━━━ 데이터 발췌 ━━━
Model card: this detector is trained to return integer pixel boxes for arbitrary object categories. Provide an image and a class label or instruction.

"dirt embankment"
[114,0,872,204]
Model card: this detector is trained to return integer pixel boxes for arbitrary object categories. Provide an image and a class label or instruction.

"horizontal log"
━━━
━━━ 데이터 발췌 ━━━
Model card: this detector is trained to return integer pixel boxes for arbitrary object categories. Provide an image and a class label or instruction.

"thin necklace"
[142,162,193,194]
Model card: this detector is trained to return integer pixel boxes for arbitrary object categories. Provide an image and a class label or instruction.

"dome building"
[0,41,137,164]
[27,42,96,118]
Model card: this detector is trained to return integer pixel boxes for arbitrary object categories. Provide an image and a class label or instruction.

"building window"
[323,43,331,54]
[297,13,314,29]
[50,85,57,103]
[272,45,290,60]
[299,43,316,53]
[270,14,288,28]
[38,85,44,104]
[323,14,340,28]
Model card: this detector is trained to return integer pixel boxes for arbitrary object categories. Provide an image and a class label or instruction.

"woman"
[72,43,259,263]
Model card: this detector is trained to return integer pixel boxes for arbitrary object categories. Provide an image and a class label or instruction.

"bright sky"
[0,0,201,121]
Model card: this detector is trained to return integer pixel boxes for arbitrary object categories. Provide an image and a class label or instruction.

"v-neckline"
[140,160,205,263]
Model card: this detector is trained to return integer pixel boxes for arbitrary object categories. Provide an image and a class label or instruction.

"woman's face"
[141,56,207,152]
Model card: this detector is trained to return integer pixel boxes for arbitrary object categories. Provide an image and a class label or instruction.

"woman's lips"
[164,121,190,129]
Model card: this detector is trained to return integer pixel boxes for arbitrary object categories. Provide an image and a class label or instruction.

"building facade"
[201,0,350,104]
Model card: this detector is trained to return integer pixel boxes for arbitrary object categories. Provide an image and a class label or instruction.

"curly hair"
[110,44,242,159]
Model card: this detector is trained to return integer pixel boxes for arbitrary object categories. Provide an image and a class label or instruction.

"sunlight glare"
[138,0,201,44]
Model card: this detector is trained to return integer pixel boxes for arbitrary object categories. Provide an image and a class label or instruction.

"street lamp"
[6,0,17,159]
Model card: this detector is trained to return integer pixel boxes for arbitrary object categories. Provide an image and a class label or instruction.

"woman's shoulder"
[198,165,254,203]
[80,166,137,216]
━━━
━━━ 데이터 발췌 ━━━
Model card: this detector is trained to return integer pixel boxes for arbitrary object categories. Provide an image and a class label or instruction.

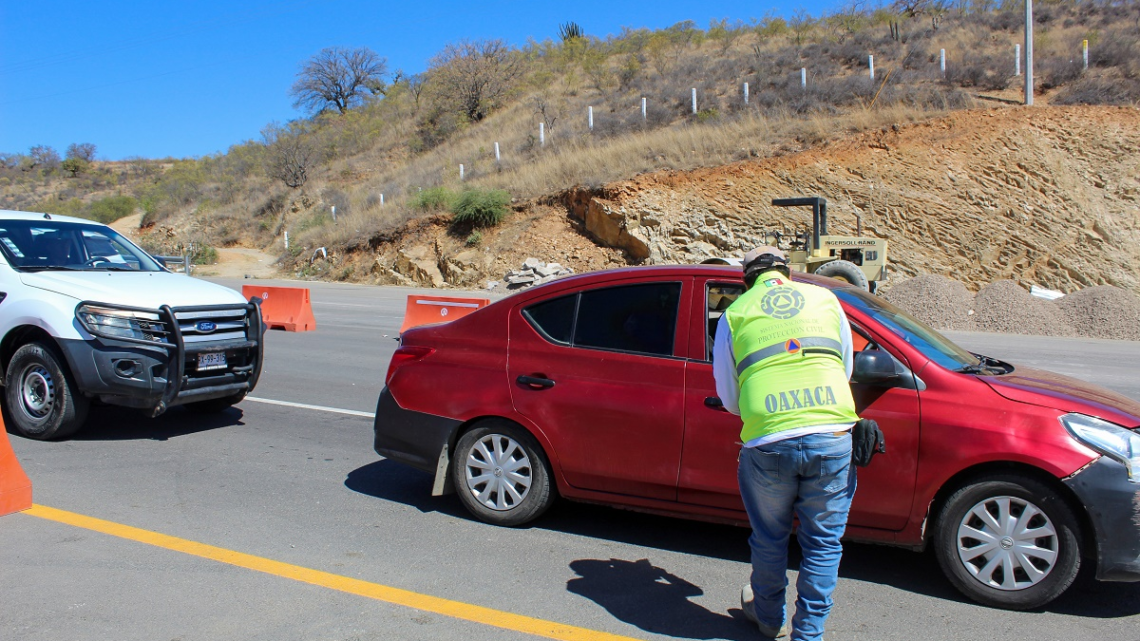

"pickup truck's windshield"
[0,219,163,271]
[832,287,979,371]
━━━
위 데이터에서 문자열 "woman"가 들어 있는 줄이 몇 개인지 세어 숫자만 답하세요. 대소문자는 구분합니다.

작성 답안: 4